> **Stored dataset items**
┏━━

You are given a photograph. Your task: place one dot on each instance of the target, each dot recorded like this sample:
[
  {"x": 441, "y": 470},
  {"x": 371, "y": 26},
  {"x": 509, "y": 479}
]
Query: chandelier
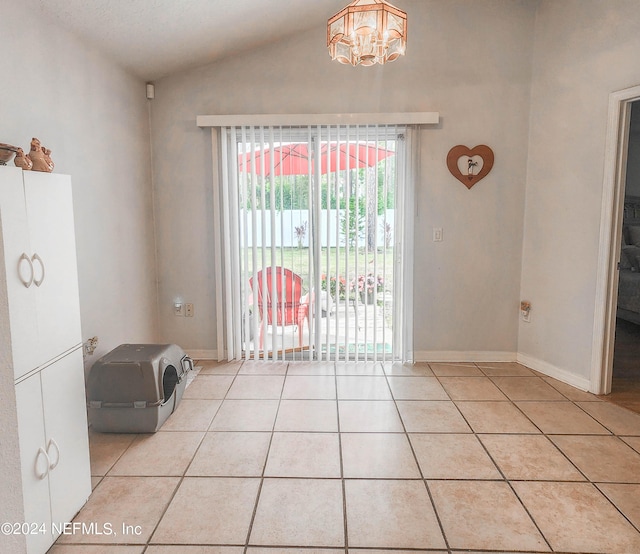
[{"x": 367, "y": 32}]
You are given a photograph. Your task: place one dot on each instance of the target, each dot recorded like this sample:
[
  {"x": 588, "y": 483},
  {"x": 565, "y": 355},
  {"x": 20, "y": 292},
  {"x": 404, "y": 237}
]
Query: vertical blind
[{"x": 311, "y": 223}]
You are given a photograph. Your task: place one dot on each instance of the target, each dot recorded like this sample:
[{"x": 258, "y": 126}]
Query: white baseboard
[
  {"x": 458, "y": 356},
  {"x": 202, "y": 354},
  {"x": 552, "y": 371}
]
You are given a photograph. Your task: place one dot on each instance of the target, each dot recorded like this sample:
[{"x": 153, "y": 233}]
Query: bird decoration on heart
[{"x": 469, "y": 165}]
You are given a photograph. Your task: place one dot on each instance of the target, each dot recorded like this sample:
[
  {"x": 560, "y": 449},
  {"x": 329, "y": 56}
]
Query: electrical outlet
[{"x": 90, "y": 346}]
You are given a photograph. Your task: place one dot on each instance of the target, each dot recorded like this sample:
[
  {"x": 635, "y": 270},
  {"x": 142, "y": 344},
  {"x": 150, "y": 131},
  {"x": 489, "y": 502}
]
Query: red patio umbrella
[{"x": 297, "y": 158}]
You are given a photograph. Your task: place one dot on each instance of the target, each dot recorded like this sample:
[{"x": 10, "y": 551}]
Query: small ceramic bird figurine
[
  {"x": 38, "y": 158},
  {"x": 47, "y": 157},
  {"x": 22, "y": 161}
]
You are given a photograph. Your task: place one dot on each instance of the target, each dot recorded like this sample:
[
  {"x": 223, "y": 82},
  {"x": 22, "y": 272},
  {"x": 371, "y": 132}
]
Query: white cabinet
[
  {"x": 40, "y": 264},
  {"x": 53, "y": 447},
  {"x": 37, "y": 256}
]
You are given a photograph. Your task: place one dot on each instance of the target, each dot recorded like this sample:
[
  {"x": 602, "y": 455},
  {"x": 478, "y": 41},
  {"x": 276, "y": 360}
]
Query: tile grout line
[
  {"x": 342, "y": 477},
  {"x": 264, "y": 467},
  {"x": 182, "y": 477},
  {"x": 415, "y": 458}
]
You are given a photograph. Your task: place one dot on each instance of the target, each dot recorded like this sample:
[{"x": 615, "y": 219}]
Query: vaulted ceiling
[{"x": 155, "y": 38}]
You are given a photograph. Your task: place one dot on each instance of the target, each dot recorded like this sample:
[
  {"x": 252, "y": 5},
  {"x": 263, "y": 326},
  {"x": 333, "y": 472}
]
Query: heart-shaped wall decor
[{"x": 470, "y": 159}]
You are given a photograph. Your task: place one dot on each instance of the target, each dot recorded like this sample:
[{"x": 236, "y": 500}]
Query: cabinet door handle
[
  {"x": 36, "y": 258},
  {"x": 26, "y": 282},
  {"x": 53, "y": 443},
  {"x": 42, "y": 474}
]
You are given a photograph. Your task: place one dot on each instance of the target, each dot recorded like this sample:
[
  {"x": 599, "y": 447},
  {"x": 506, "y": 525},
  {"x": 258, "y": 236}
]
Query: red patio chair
[{"x": 283, "y": 307}]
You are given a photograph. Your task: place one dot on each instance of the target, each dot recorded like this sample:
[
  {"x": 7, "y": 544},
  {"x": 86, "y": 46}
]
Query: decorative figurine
[
  {"x": 37, "y": 156},
  {"x": 6, "y": 153},
  {"x": 47, "y": 157},
  {"x": 23, "y": 161}
]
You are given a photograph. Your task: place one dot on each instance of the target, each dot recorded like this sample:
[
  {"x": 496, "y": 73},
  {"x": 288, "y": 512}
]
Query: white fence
[{"x": 331, "y": 232}]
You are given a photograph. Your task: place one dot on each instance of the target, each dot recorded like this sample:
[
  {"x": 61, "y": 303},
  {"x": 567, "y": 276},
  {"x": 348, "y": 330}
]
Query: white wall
[
  {"x": 584, "y": 50},
  {"x": 94, "y": 118},
  {"x": 469, "y": 60}
]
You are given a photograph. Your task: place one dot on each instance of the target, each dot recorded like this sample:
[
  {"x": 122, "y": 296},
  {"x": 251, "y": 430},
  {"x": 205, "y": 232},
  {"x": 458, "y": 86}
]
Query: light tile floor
[{"x": 270, "y": 458}]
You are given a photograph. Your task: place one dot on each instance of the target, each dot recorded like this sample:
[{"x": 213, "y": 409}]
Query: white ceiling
[{"x": 154, "y": 38}]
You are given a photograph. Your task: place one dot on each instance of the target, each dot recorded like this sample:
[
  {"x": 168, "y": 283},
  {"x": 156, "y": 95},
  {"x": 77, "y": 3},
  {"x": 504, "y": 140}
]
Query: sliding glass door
[{"x": 312, "y": 241}]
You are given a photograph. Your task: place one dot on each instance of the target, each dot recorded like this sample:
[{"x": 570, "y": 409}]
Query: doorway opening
[
  {"x": 616, "y": 274},
  {"x": 625, "y": 383}
]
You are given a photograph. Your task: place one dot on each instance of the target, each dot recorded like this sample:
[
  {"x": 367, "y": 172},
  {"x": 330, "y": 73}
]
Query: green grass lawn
[{"x": 333, "y": 263}]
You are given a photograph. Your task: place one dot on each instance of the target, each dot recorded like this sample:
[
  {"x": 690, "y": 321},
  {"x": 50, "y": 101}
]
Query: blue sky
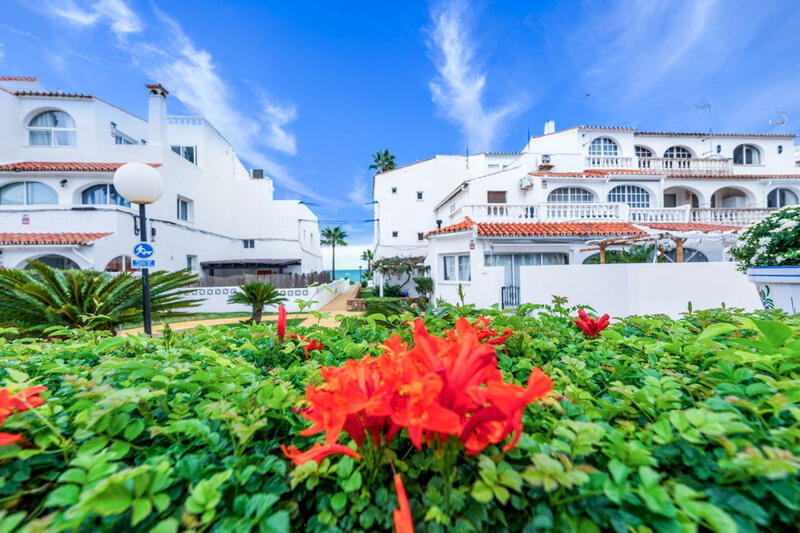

┗━━

> **SHORT EXERCISE**
Pull out each line above that contains the string "patio". Count a match only when the case is the same.

> **RESPONSE TO THE TASK**
Query: red patio umbrella
Query: red patio chair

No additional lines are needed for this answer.